* [PROBLEM REQUIREMENTS]:
Copy out all the entries below, swapping "largest disc" for "biggest circle" wherever it appears and changing nothing else. Leave the pictures out.

* [DATA SUPPLIED]:
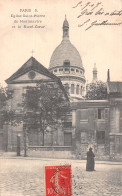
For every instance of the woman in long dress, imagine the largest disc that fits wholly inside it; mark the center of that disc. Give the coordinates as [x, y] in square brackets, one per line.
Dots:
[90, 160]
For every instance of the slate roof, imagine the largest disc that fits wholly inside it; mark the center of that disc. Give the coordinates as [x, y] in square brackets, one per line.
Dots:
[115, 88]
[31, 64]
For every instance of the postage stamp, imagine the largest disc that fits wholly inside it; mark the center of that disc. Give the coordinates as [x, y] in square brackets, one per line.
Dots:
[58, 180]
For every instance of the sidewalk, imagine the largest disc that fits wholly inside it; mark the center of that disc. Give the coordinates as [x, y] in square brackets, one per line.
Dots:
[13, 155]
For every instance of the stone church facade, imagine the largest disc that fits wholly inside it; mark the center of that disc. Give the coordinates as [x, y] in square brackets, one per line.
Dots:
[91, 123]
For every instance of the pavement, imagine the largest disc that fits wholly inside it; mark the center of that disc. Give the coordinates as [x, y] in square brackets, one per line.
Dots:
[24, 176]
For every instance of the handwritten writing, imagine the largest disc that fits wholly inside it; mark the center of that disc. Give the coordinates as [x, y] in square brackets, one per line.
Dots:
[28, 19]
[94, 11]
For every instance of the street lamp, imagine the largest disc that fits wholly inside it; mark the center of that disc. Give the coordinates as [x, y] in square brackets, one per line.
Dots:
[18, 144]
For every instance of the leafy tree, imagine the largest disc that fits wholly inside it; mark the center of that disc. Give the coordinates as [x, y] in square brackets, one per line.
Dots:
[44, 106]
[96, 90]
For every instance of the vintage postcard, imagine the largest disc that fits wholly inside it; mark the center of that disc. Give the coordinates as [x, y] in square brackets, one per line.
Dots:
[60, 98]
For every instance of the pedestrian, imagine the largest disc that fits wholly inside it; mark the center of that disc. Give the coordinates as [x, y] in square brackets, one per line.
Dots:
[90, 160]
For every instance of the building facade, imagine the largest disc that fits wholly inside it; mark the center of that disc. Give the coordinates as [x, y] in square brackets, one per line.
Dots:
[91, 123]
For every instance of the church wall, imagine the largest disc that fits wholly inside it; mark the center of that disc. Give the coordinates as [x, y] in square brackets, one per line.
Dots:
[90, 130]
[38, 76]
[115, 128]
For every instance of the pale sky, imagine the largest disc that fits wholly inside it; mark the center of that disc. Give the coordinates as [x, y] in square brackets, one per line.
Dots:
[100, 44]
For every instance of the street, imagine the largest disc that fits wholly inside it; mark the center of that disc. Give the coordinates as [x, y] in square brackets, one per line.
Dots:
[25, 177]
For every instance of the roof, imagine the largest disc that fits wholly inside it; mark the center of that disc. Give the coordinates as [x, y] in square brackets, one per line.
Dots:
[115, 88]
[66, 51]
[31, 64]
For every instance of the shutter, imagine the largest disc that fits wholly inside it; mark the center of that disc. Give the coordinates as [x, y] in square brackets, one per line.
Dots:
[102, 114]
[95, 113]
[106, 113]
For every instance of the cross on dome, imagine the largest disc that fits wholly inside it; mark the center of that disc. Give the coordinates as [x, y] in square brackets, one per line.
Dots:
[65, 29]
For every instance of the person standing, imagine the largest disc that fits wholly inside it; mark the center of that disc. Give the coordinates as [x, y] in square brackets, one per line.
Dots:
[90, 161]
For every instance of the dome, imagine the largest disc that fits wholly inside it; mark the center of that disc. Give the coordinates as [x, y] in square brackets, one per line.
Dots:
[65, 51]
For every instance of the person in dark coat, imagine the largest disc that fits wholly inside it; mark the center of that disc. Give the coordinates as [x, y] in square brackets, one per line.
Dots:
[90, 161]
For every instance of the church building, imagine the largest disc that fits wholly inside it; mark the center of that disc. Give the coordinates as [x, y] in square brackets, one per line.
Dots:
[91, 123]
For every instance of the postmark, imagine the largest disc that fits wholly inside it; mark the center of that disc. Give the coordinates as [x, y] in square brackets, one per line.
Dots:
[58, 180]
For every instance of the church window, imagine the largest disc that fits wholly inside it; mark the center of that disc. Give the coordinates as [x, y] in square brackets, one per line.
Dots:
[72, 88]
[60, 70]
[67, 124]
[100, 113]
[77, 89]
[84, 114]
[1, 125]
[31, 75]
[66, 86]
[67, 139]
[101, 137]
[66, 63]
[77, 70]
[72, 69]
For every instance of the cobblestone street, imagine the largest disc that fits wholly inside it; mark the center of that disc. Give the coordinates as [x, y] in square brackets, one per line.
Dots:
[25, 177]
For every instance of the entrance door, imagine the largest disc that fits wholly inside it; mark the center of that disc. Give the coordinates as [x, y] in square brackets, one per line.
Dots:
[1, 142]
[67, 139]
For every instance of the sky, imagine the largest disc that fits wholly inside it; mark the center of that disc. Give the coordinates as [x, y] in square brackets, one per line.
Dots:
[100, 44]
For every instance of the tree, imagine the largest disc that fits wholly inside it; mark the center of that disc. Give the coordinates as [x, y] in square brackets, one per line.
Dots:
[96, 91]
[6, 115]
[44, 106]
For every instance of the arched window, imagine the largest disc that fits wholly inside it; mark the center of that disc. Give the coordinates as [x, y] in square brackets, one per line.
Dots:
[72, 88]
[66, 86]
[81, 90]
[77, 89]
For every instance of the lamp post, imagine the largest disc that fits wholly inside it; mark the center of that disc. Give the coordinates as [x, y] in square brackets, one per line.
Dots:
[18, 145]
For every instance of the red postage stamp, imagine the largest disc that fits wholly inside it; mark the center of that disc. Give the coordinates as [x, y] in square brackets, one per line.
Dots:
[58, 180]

* [ANSWER TO THE PROBLEM]:
For every instance of the woman in long dress, imagine the biggest circle that fits wholly inside it; mark the center of that disc. Give the coordinates as [x, y] in square brackets, one per line.
Dots:
[90, 160]
For every instance of the slate roof, imagine the biggest circle that fits wholly inside it; mark the center of that disc. Give the coordinates as [x, y] in square brackets, one per line.
Dots:
[115, 88]
[31, 64]
For every instance of the postage stamp, imagine the biggest circle that fits wholly inside it; mark the center of that disc. Give the coordinates as [x, y] in square brackets, one per line.
Dots:
[58, 180]
For every instance of the sidewalk, imagine the biggest circle that fits wholly inside it; mark the center of that disc. Give the coordinates as [x, y] in square brackets, one per line.
Dots:
[13, 155]
For every instance of the stone church facade, imagine the biggest circle that fits wholly inside it; mark the center of that disc. Give the coordinates as [x, y] in square brackets, one per line.
Dots:
[91, 123]
For every instance of the pavement, imagine the biggest circle that fits wholly inside it; mark the center of that disc. Give the coordinates as [x, y] in square brackets, one per line.
Dots:
[24, 176]
For every instance of the handwritten writing, imagine the biggest circle that fits wholly inside it; mark the center of that disc. Give the coordinates as [x, y] in square brackets, one per line.
Dots:
[28, 19]
[94, 11]
For every instance of the street lamp, imagine the biggest circle that fits wholly inside it; mark the center of that disc. Give the coordinates as [x, y] in square brackets, one per line.
Dots:
[18, 144]
For every instance of the leafy tree, imagine the biggest circle that fits wholly inside it; mark the center of that disc. Give the coordinates as [x, y] in square brackets, one per line.
Dots:
[44, 106]
[96, 90]
For every instance of the vintage postcard, imagine the biggest circle that fits wholly inside it; mark the center of that disc. Give the coordinates as [x, y] in square brackets, one per line.
Dots:
[60, 98]
For every instance of the pedestrian, imagine the biggest circle that fits wholly inside it; mark the center of that disc. Give the coordinates as [x, y] in square brackets, one per line.
Dots:
[90, 160]
For every instance of the building facade, imagine the biggest circle that fits wholly inside it; mark the center of that disc. Give the coordinates as [x, y] in square brackets, one per line.
Dots:
[91, 123]
For every instance of the church wall, imagine the biggest circle that fits wholly inside it; mark the center of that disc. Give the coordinates as [x, y] in square brackets, one per line.
Dots:
[90, 130]
[38, 76]
[115, 128]
For every instance of the pale sky, imagine the biggest circle that fits wholly inside it; mark the center of that disc. Give the coordinates as [x, y] in square brackets, one per line.
Dots:
[100, 44]
For every instance of the street, imagine the biggest circle that fits wholly inside it; mark the center of that disc. Give the coordinates as [x, y] in square brackets, one per line.
Dots:
[25, 177]
For every instance of the roof, imagine the biggest circle that fits wholly inside it; mark the center of that disc. Give the coordinates as [x, y] in square brackets, one per line.
Dots:
[115, 88]
[66, 51]
[31, 64]
For every instance of the shutter, imagine the biggest circle that fits wholly inside it; mark the center of that disc. Give the coordinates as [x, y] in square brackets, one per line.
Dots:
[102, 114]
[95, 113]
[106, 113]
For every instance of the cross on dome, imagine the biggest circle that fits wholly inside it; mark the center of that disc. Give the coordinates as [x, y] in square brackets, one per line.
Dots:
[65, 29]
For every instance of the person standing, imagine the biggest circle that fits wholly inside it; mark the center of that disc. Give the coordinates as [x, y] in square brackets, one per line.
Dots:
[90, 161]
For every instance of the dome, imagine the biggest circle that fits wholly inside it; mark the center of that disc. Give the coordinates as [x, y] in square brackets, one per line.
Dots:
[65, 51]
For every instance of the person in dark coat, imagine the biggest circle that fits wholly inside it; mark the center of that disc. Give the coordinates as [x, y] in square brackets, one per line.
Dots:
[90, 161]
For every instance of the church building, imagine the biggest circle that fits wholly inside it; mark the center of that disc. Give the coordinates as [x, y] in square brackets, one per line.
Dots:
[91, 123]
For every instance of the postmark, imagine the biggest circle that fits wholly inside it; mark the center of that disc. Give the coordinates as [x, y] in square brackets, one per line.
Dots:
[58, 180]
For every instance of the church window, imagine the biggest circle that fits wholly inside it; mark the center of that disc. Give the coordinates as [x, y] in square brackets, one per line.
Dots:
[72, 88]
[60, 70]
[67, 124]
[100, 113]
[77, 89]
[84, 114]
[1, 125]
[31, 75]
[66, 86]
[67, 139]
[101, 137]
[66, 63]
[77, 70]
[72, 69]
For every instance of the cobblestone street, imagine the biggest circle that fits wholly inside it; mark the center of that disc. Give the coordinates as [x, y] in square brackets, one per line.
Dots:
[25, 177]
For every instance of the entrance door, imagine the biggest circle that fits wholly inside it; mark the center of that disc. Give the coordinates as [x, y] in square brackets, one per line.
Dots:
[1, 142]
[67, 139]
For every instance of the sky, imagine the biggest circle that fits wholly inside it; mark the center of that disc. Give the coordinates as [x, y] in square brackets, one per line.
Dots:
[100, 44]
For every instance of the tree, imagine the biggest circle that fits wholly inside it; mark the center of that disc. Give the coordinates as [x, y] in square brackets, one per line.
Dots:
[96, 91]
[6, 115]
[44, 106]
For every instance of the arched window, imagine the biggest circle that fits wholly inside it; mark the center of that disc. Give the coordinates as [x, y] in square brackets, one per line.
Dots:
[72, 88]
[66, 86]
[81, 90]
[77, 89]
For every instance of the lamp post, imagine the biggest circle that fits wholly inside it; mark the center of that disc. Give the coordinates as [x, y] in square brackets, one per line.
Dots:
[18, 145]
For every instance of the red postage stamp, imagine the biggest circle that fits wholly inside it; mark the center of that disc. Give the coordinates as [x, y] in square brackets, one per line.
Dots:
[58, 180]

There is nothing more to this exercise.